WHAT TO DO>
Your task is to repeat, word for word, the line containing "One point per instance of the concrete edge." and all lines that follow it to the end of the material, and no other lines.

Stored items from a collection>
:::::
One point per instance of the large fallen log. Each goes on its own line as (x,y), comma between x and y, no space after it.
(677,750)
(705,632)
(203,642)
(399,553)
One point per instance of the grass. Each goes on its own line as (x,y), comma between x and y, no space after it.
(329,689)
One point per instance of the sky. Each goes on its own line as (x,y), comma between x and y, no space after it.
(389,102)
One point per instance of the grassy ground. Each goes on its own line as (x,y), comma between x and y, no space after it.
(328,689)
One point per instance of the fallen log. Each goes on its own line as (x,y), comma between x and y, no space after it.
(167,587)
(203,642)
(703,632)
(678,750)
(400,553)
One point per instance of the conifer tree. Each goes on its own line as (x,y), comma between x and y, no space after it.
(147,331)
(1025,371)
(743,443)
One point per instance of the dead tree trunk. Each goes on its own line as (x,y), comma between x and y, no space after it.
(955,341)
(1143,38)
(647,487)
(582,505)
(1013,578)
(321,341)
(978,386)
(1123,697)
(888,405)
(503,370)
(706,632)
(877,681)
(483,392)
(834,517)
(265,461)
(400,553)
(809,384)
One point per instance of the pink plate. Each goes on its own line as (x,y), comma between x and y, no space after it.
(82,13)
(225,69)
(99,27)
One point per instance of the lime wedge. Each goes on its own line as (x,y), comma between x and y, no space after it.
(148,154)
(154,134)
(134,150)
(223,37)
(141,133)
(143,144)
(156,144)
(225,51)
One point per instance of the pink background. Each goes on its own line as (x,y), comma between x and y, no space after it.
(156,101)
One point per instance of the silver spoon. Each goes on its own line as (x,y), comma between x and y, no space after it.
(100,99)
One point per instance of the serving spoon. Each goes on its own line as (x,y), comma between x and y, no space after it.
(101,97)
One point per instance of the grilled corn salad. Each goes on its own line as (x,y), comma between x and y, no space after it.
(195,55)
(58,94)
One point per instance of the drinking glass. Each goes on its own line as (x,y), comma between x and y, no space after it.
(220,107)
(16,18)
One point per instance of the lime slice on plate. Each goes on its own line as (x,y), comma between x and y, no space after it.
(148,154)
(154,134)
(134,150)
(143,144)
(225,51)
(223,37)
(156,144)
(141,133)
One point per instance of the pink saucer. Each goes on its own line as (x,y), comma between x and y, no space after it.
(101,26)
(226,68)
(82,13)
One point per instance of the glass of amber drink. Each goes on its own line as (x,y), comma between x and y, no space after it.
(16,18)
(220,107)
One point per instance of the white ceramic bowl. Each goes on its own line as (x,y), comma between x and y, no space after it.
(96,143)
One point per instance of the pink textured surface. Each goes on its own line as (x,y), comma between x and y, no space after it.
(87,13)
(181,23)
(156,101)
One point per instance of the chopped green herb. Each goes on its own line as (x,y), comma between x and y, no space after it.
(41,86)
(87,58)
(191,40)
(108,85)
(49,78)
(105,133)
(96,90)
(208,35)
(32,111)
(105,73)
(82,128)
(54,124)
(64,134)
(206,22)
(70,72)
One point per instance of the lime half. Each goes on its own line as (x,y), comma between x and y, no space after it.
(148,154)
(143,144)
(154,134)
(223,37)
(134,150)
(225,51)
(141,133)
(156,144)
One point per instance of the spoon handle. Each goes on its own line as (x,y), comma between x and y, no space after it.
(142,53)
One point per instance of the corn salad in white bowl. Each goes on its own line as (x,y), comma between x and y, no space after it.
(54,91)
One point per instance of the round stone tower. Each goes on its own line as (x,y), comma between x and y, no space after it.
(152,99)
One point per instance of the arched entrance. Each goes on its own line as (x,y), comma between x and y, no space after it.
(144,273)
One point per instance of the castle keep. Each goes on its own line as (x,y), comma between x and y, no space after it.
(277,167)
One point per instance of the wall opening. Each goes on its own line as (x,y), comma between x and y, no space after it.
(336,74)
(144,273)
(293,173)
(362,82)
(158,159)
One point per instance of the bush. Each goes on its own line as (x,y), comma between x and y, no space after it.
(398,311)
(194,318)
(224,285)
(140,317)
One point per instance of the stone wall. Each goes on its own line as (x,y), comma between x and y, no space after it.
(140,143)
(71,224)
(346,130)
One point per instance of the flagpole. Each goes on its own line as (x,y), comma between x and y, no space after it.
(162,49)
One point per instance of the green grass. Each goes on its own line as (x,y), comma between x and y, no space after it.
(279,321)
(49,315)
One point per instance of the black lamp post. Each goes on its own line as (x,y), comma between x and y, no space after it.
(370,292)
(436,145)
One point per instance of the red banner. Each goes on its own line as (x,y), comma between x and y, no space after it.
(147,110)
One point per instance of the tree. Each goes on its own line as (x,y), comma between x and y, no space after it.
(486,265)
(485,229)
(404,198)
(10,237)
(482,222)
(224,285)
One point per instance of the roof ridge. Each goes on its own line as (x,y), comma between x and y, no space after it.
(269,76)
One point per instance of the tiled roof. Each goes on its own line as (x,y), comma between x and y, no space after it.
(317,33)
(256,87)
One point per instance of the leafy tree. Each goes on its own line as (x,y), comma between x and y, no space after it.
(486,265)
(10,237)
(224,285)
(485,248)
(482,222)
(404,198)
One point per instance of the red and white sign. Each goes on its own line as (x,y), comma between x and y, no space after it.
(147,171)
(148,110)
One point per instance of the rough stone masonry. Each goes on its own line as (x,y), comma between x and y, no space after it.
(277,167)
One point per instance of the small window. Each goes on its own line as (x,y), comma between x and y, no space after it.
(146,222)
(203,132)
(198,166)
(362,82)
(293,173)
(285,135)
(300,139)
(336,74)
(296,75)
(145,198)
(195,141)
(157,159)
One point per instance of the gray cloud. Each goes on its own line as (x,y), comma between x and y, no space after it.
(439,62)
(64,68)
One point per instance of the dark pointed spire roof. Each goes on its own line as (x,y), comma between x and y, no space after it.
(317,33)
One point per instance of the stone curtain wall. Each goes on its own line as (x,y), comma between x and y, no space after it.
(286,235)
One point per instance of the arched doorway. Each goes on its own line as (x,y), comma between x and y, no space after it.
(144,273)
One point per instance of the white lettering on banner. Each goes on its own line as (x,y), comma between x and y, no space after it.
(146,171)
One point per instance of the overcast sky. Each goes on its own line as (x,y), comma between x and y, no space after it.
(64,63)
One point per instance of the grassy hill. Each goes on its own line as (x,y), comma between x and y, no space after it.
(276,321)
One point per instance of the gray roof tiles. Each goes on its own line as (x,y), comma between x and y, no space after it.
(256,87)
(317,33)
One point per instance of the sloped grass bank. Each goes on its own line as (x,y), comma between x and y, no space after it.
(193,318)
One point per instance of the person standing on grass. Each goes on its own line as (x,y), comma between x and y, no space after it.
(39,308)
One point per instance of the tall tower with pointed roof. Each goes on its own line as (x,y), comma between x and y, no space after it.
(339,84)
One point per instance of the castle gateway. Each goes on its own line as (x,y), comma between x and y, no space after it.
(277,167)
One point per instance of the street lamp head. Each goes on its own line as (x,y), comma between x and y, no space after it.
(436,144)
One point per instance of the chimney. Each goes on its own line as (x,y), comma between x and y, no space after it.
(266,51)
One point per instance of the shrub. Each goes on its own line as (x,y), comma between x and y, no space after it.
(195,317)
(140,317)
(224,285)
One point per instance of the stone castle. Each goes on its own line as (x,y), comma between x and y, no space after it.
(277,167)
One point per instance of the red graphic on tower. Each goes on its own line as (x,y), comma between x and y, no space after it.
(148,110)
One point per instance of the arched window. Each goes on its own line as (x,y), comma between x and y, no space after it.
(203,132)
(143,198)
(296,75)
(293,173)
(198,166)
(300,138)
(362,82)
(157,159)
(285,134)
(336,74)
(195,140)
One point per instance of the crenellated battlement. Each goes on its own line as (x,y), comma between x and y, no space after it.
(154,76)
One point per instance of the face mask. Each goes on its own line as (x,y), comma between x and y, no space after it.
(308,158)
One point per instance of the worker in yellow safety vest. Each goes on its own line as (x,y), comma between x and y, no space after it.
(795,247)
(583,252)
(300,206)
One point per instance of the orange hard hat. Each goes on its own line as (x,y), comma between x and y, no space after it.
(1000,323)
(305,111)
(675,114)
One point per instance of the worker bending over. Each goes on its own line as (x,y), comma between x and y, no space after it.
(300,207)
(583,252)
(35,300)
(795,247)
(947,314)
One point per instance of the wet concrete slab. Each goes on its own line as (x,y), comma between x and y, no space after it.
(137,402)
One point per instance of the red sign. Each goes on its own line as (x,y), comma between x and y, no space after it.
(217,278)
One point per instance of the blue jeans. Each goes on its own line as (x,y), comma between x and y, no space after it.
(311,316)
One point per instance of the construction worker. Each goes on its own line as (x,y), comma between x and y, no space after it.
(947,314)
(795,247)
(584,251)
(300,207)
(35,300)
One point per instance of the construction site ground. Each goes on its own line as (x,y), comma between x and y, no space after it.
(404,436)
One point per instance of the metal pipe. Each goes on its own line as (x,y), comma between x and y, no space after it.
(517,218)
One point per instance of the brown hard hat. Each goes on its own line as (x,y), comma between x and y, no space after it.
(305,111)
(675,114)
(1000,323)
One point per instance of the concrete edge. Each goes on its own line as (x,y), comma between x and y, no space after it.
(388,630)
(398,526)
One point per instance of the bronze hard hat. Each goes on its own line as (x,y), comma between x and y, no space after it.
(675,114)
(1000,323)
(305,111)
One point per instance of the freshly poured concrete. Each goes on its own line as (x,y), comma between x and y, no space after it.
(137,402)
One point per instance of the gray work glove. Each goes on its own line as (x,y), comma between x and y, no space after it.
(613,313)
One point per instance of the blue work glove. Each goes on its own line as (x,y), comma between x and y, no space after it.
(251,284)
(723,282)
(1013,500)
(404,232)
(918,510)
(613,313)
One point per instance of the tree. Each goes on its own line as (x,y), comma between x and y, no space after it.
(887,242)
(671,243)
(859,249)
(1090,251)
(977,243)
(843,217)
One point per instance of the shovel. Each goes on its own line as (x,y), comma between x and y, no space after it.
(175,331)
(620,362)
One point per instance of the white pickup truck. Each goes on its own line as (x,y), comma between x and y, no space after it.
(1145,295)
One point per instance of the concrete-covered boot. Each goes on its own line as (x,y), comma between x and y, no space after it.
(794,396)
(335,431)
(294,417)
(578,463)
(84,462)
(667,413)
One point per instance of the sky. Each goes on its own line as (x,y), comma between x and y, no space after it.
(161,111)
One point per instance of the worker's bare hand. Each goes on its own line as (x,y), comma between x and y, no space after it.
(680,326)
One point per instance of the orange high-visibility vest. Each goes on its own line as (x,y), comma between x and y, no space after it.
:::::
EXERCISE RESPONSE>
One point per instance of the concrete edge. Each goes on its own line as (x,y), comma between x and y, no space after it.
(388,630)
(398,526)
One point per instance of the bronze hard hat. Each goes on its own line as (x,y), comma between x and y, no space after it.
(675,114)
(1000,323)
(305,111)
One point per instance of the freshly poured concrete. Each goes on its own line as (x,y), comma between x and y, no space after it.
(137,402)
One point per instance of the gray work glove. Each goes on its own line as (x,y), comma between x and y, no space after it.
(613,313)
One point per instance of the blue work glove. Each goes on its own line as (x,y), comma between x and y, no space after it.
(251,284)
(723,282)
(1013,500)
(404,232)
(918,510)
(613,313)
One point per instance of the tree. Each goes on its own line as (x,y), comma between x and y, no space after it.
(887,242)
(671,243)
(859,249)
(1090,251)
(977,243)
(843,217)
One point per instance of the shovel. Each goes on its own line as (x,y), comma between x and y, no space after it.
(175,331)
(620,362)
One point per instance of the white pickup truck. Each goes on its own line as (x,y), comma between x and y, no space after it.
(1145,295)
One point per instance of the concrete-covered boot. Each goes on its own line as (x,y), comma between x and y, no space after it.
(794,396)
(335,431)
(294,417)
(578,463)
(84,462)
(667,413)
One point per instance of the sky. Each goes on its own line as (x,y), comma between x and y, no space after it.
(161,111)
One point per instance of the worker's bare hand. Each goes on its own line as (x,y), comma between x and y, no space after it.
(680,326)
One point per instance of the orange high-visibility vest. Each goes on its own line as (x,y), comma between x and y, no space after it.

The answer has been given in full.